Document excerpt:
* Begin *

One of the reasons Conrad founded Dimensions, as you can read at various locations on the site, is because of his horror (if I may be so extreme) that, in our current societal atmosphere, fat people are not considered worthy of basic civil liberties that most (non-fat) people take for granted. In this vein, then, it would be considered incongruous to those basic tenets that Conrad holds dear to allow such a person as loner80, or whatever he's now choosing to call himself, to spew his vile sentiments over something that Conrad owns. 

Conrad allows much freedom of discussion on topics that he, as he is quick to note, does not necessarily espouse as his personal opinion. I do think, though, that his conscience will lead him to draw a line regarding topics that challenge basic, human, civil liberties. I would take that to include affronts to anyone as it concerns their race, gender, ethnicity, and sexual orientation, as well as weight.


----------



## saucywench (Dec 27, 2005)

Webmaster said:


> .... Now I know that this is my site and I can grant or deny access as I see fit, but what exactly is free speech and what isn't? Have no fear, I won't tolerate any such nonsense, and especially none that glorifies one of the darkest deeds of humanity, but it made me wonder what goes and what doesn't.


 
Is a poll in order regarding this issue? Or, more specifically, this person, or people like him? I have made my position known further down the thread, but it might be interesting to see at a glance how people feel about this.


----------



## butterlexyfly (Dec 27, 2005)

My take on the situation is this: Dimensions is a 'community', in that like-minded people talk about things that interest them, or upset them, in a forum that will accept them.

* End *

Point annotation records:
* Begin *

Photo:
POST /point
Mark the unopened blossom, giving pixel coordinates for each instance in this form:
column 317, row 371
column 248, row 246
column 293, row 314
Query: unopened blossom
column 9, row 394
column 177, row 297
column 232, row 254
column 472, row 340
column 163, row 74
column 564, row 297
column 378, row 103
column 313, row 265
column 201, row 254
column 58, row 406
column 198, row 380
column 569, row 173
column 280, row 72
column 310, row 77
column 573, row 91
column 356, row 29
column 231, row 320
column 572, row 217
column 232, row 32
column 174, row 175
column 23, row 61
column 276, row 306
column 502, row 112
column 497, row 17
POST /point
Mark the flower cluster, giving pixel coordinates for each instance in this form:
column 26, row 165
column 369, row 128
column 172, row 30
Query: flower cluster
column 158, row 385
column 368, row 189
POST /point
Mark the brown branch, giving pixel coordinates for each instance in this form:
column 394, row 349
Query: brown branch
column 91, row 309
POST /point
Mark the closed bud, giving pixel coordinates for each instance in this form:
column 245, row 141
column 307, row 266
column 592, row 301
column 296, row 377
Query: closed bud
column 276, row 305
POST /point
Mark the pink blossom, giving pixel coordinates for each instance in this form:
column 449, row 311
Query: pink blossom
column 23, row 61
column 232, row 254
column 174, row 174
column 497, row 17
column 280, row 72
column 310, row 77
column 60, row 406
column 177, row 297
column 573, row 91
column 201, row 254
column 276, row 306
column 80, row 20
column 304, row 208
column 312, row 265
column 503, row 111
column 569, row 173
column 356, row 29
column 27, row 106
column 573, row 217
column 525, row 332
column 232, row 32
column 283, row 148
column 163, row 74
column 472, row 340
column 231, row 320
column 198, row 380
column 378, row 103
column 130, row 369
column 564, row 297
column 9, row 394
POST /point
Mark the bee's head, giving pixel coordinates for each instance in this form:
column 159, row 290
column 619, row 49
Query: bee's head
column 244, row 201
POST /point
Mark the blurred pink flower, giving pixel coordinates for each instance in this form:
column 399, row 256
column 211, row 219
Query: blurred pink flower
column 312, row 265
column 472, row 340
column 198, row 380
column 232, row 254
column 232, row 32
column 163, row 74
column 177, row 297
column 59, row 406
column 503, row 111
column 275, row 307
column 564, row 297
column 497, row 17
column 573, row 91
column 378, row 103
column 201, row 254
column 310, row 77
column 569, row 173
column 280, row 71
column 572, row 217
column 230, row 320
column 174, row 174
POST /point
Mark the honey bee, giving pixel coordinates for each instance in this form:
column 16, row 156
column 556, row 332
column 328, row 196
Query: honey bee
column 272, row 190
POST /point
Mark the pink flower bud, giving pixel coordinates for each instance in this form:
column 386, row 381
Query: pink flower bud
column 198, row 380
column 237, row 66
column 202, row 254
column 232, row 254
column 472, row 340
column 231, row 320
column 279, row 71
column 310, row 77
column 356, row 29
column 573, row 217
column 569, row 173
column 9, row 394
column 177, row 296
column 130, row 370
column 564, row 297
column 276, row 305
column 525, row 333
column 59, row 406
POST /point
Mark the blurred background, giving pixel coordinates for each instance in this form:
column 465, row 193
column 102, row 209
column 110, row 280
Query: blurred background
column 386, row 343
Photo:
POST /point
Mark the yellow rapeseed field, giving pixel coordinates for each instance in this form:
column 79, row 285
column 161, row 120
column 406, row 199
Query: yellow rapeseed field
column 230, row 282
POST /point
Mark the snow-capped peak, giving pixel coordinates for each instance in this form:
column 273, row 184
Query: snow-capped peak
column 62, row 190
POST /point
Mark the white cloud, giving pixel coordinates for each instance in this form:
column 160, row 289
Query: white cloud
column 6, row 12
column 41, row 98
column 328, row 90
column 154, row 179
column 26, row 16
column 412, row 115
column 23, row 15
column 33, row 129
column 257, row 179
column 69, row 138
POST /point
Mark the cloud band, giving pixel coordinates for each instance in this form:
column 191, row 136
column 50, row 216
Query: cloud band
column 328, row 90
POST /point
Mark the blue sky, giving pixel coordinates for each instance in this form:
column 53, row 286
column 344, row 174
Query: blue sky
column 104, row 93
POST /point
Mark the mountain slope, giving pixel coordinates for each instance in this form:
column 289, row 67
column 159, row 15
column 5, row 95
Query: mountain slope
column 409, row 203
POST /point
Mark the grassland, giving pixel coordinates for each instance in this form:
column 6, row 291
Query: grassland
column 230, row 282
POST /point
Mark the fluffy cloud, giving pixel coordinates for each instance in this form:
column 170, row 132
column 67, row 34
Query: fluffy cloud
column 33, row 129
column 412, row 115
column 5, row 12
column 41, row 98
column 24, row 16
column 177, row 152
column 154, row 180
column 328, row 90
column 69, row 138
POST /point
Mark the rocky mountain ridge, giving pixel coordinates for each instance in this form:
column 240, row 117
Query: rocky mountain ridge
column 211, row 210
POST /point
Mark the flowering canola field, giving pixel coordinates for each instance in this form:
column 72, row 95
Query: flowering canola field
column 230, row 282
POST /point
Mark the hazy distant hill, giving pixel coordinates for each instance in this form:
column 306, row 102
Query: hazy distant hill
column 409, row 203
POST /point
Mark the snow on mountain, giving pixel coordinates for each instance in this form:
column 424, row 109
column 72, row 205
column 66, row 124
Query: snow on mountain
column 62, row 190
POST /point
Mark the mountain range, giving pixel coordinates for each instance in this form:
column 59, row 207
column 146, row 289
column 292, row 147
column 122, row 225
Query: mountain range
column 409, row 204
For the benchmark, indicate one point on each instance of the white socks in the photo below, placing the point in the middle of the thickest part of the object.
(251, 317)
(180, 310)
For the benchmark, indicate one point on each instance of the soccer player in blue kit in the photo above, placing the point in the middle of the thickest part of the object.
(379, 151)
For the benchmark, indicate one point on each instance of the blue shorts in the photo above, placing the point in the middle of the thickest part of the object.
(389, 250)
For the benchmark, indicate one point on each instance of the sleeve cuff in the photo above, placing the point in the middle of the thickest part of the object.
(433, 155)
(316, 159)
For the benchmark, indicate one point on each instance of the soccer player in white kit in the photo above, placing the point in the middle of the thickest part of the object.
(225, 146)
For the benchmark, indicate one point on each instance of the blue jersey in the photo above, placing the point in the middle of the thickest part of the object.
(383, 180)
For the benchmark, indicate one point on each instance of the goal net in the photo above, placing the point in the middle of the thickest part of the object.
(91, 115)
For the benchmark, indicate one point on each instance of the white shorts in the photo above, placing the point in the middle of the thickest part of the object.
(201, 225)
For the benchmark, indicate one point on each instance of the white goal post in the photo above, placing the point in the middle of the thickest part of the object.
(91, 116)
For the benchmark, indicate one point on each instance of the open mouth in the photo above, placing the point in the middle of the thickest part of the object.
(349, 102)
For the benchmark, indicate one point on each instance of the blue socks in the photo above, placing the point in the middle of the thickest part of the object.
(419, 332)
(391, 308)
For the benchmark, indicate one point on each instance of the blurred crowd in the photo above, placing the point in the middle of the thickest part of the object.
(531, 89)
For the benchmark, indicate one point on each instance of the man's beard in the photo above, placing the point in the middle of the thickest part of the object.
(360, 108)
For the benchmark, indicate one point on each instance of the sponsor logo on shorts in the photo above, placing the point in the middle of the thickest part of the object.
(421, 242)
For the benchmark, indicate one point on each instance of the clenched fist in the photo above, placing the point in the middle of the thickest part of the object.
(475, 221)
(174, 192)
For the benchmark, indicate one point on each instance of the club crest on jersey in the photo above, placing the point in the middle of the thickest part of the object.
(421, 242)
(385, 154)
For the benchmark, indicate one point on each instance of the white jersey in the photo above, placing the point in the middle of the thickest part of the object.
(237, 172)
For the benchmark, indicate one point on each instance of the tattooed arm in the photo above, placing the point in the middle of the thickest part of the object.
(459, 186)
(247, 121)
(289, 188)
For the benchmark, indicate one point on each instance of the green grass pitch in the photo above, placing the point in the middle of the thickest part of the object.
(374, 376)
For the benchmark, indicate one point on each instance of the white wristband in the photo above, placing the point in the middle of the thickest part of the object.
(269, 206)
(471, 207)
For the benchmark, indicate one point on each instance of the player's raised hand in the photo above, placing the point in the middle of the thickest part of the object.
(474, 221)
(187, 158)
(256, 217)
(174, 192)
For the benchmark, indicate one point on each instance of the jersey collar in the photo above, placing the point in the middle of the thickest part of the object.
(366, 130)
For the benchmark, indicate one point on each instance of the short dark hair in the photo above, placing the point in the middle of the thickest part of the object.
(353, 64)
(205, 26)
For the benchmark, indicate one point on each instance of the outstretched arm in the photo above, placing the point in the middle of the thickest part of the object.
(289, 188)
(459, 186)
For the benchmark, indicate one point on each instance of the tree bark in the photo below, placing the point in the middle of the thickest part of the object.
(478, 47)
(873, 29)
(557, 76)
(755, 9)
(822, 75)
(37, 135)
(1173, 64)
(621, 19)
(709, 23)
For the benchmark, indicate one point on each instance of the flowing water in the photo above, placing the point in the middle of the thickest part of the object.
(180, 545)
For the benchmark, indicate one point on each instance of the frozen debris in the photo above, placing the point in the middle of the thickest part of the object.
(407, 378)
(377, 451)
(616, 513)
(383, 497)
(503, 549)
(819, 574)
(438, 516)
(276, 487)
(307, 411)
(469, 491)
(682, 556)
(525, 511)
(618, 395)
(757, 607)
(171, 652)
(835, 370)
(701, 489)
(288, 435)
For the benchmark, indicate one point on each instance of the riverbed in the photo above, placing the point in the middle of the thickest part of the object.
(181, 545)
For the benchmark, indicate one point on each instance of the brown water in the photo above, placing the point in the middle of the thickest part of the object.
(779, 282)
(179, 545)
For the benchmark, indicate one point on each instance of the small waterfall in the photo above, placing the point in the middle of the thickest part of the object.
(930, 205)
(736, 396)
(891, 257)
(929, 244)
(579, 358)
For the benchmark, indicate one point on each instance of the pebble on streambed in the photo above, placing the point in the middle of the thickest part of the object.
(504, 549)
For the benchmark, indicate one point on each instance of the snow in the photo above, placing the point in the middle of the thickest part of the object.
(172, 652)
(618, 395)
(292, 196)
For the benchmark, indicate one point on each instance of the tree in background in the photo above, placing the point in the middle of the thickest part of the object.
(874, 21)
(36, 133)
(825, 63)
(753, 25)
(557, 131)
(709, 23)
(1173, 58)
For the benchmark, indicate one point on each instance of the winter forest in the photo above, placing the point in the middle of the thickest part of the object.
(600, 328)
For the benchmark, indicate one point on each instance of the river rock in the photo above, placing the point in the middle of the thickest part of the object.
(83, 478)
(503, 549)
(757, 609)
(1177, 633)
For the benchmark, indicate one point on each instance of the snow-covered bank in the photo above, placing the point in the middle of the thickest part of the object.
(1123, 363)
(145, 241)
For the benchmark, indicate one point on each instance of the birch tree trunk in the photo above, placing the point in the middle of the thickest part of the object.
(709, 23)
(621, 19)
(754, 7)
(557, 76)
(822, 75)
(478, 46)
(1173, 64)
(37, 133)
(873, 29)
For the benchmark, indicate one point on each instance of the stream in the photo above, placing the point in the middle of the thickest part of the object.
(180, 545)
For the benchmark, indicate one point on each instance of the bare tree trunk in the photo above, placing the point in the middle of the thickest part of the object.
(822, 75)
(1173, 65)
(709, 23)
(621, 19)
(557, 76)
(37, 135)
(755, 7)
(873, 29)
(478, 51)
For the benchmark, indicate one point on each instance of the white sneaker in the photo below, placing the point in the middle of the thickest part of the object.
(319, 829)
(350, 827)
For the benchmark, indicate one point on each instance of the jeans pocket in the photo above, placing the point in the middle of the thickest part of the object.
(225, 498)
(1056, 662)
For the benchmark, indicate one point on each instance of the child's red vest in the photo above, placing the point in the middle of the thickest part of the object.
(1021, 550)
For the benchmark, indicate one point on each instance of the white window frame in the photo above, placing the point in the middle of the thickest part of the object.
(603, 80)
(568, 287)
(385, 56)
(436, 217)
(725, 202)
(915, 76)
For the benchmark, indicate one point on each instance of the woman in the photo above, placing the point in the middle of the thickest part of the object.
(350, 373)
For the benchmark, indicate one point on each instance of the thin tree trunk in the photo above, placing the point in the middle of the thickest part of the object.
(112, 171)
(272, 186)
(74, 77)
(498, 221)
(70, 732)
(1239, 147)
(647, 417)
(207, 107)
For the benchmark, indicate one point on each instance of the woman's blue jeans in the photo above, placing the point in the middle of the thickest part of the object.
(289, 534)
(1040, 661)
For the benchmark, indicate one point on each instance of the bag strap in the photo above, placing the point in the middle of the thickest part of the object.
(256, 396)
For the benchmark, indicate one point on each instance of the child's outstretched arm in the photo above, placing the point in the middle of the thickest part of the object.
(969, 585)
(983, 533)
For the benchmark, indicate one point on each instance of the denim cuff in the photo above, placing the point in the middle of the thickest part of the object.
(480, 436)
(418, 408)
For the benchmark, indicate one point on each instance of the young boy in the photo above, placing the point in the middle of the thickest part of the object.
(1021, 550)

* End *

Retype the passage of the free speech forum thread from "Is a poll in" to "butterlexyfly (Dec 27, 2005)". This data comes from a separate source.

Correct answer:
Is a poll in order regarding this issue? Or, more specifically, this person, or people like him? I have made my position known further down the thread, but it might be interesting to see at a glance how people feel about this.


----------



## butterlexyfly (Dec 27, 2005)